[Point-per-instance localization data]
- Opening Delimiter -
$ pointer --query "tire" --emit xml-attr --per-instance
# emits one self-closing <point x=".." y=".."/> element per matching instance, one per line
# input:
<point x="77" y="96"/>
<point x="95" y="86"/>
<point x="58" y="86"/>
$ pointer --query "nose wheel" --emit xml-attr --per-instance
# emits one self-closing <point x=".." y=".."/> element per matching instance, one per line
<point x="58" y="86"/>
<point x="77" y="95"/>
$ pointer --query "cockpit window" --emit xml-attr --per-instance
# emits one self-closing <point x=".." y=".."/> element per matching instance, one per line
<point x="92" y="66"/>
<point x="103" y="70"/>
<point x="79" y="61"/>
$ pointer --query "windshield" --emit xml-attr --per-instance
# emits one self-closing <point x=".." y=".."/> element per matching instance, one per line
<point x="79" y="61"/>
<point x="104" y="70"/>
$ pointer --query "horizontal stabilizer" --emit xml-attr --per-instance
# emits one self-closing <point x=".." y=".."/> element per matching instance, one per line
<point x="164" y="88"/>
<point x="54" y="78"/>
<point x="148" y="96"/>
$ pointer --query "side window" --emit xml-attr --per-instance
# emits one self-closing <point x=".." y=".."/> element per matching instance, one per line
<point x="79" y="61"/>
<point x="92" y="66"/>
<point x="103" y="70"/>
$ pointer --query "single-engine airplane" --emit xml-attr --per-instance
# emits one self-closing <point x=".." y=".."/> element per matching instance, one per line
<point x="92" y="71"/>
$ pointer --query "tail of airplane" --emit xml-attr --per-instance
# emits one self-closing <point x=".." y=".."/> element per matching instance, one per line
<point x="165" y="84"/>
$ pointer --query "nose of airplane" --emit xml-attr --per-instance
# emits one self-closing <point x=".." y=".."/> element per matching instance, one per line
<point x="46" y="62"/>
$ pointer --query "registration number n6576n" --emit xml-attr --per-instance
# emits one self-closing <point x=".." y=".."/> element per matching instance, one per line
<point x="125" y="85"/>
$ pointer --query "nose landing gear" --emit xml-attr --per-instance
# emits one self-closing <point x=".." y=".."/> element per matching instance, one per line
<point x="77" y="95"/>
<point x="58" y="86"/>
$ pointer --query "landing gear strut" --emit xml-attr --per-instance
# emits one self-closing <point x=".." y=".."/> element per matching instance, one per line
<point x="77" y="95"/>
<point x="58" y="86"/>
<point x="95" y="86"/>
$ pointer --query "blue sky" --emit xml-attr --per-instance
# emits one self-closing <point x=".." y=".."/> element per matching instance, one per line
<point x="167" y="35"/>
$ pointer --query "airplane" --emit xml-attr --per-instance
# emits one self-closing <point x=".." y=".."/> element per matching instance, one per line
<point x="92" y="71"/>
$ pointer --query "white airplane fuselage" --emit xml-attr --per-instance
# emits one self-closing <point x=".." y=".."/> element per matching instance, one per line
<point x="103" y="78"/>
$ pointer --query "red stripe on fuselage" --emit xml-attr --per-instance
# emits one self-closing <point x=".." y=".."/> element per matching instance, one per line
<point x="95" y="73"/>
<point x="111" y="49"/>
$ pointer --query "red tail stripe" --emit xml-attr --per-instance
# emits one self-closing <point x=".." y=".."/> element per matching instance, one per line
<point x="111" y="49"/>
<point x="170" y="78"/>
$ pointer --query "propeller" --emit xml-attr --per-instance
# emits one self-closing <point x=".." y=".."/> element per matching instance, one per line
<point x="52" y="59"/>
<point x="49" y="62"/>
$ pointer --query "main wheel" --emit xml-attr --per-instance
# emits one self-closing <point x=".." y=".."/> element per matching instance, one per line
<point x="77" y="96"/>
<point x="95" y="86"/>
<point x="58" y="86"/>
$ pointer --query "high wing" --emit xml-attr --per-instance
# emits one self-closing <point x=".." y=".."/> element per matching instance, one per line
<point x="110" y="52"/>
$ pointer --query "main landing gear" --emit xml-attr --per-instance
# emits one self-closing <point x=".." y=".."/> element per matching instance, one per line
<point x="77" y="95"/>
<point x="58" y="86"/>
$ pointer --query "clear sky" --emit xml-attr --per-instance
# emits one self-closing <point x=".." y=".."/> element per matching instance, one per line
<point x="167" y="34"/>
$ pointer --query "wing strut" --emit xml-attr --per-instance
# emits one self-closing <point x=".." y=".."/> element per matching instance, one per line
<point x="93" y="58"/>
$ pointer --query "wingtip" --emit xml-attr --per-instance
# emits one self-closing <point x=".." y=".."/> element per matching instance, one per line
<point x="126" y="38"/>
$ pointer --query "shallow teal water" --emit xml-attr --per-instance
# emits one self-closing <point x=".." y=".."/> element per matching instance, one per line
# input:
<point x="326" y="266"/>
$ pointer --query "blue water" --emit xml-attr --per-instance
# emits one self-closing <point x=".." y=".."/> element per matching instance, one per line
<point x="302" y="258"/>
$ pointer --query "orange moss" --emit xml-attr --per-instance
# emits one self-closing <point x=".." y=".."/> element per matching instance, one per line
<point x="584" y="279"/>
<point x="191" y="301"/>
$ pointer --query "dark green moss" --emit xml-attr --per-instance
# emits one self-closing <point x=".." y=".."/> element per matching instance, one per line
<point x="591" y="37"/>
- Closing Delimiter -
- Task item:
Your reply should consist of all the records, set down exactly.

- Answer section:
$ pointer --query "tire" --emit xml-attr --per-instance
# emits one self-closing <point x=".." y=".."/> element per matching instance, one per line
# input:
<point x="77" y="96"/>
<point x="95" y="86"/>
<point x="58" y="86"/>
$ pointer --query "nose wheel" --emit xml-attr --per-instance
# emits one self-closing <point x=".." y=".."/> element per matching instance, one per line
<point x="58" y="86"/>
<point x="77" y="95"/>
$ pointer --query "cockpit window" --emit xml-attr --per-instance
# emits one self-closing <point x=".." y=".."/> element per matching instance, one per line
<point x="92" y="66"/>
<point x="103" y="70"/>
<point x="79" y="61"/>
$ pointer --query "windshield" --emit xml-attr --per-instance
# emits one self-closing <point x=".." y=".."/> element per matching instance, one per line
<point x="79" y="61"/>
<point x="104" y="70"/>
$ pointer --query "horizontal stabilizer" --emit xml-attr --per-instance
# emits one self-closing <point x=".." y=".."/> element per matching instance, one per line
<point x="164" y="88"/>
<point x="54" y="78"/>
<point x="148" y="96"/>
$ pointer --query "side window" --emit xml-attr --per-instance
# emits one self-closing <point x=".." y=".."/> element per matching instance, one per line
<point x="79" y="61"/>
<point x="92" y="66"/>
<point x="103" y="70"/>
$ pointer --query "single-engine airplane" --emit xml-attr --per-instance
# emits one self-closing <point x=".." y=".."/> element per matching instance, one per line
<point x="92" y="71"/>
$ pointer --query "tail of airplane" --emit xml-attr --per-instance
# emits one self-closing <point x=".." y=".."/> element per matching instance, one per line
<point x="165" y="84"/>
$ pointer --query "nose of airplane" --emit xml-attr --per-instance
# emits one self-closing <point x=".." y=".."/> element per matching instance, one per line
<point x="46" y="62"/>
$ pointer --query "registration number n6576n" --emit xml-attr --per-instance
# emits one self-closing <point x=".." y=".."/> element per matching instance, one per line
<point x="125" y="85"/>
$ pointer --query "nose landing gear" --emit xml-attr --per-instance
# emits one self-closing <point x=".." y=".."/> element per matching instance, one per line
<point x="77" y="95"/>
<point x="58" y="86"/>
$ pointer --query "landing gear strut" --emit xml-attr --per-instance
# emits one self-closing <point x=".." y=".."/> element per matching instance, one per line
<point x="77" y="95"/>
<point x="58" y="86"/>
<point x="95" y="86"/>
$ pointer --query "blue sky" --emit xml-attr --per-instance
# emits one self-closing <point x=".." y=".."/> element per matching instance, one per line
<point x="167" y="35"/>
$ pointer --query "airplane" --emit xml-attr --per-instance
# emits one self-closing <point x=".." y=".."/> element per matching instance, one per line
<point x="92" y="71"/>
$ pointer --query "white airplane fuselage" --emit xml-attr --per-instance
# emits one self-closing <point x=".." y=".."/> element per matching instance, one per line
<point x="103" y="78"/>
$ pointer --query "red stripe on fuselage" --emit xml-attr --per-instance
# emits one self-closing <point x=".." y=".."/> element per matching instance, one per line
<point x="95" y="73"/>
<point x="111" y="49"/>
$ pointer --query "red tail stripe" --emit xml-attr --per-instance
# emits one self-closing <point x=".." y=".."/> element per matching instance, one per line
<point x="111" y="49"/>
<point x="170" y="78"/>
$ pointer --query "propeller" --emit xml-attr --per-instance
# emits one self-closing <point x=".." y=".."/> element per matching instance, one per line
<point x="52" y="59"/>
<point x="49" y="62"/>
$ pointer --query "main wheel" --emit xml-attr --per-instance
# emits one self-closing <point x=".." y=".."/> element per matching instance, one per line
<point x="77" y="96"/>
<point x="95" y="86"/>
<point x="58" y="86"/>
$ pointer --query "high wing" --emit xml-attr --per-instance
# emits one self-closing <point x=".." y=".."/> element per matching instance, one per line
<point x="110" y="52"/>
$ pointer --query "main landing gear" --emit xml-attr --per-instance
# emits one self-closing <point x=".." y=".."/> element per matching instance, one per line
<point x="77" y="95"/>
<point x="58" y="86"/>
$ pointer --query "clear sky" --emit xml-attr --per-instance
# emits one self-closing <point x=".." y=".."/> element per matching instance, one per line
<point x="167" y="34"/>
$ pointer --query "wing strut" --emit xml-attr --per-instance
# emits one self-closing <point x=".." y=".."/> element per matching instance, one per line
<point x="93" y="58"/>
$ pointer --query "wingtip" --emit xml-attr --per-instance
# emits one self-closing <point x=".." y=".."/> element per matching instance, one per line
<point x="126" y="38"/>
$ pointer --query "shallow teal water" --emit xml-attr --per-instance
# emits one self-closing <point x=".." y=".."/> element per matching instance, one per line
# input:
<point x="326" y="266"/>
$ pointer --query "blue water" --emit xml-attr --per-instance
# emits one self-closing <point x=".." y=".."/> element per matching instance, one per line
<point x="302" y="258"/>
$ pointer --query "orange moss" --emit xml-attr --per-instance
# emits one self-closing <point x=".." y=".."/> element per matching instance, one per line
<point x="584" y="279"/>
<point x="191" y="301"/>
$ pointer --query "dark green moss" --emit xml-attr --per-instance
# emits one self-closing <point x=".." y=".."/> element per matching instance, one per line
<point x="591" y="37"/>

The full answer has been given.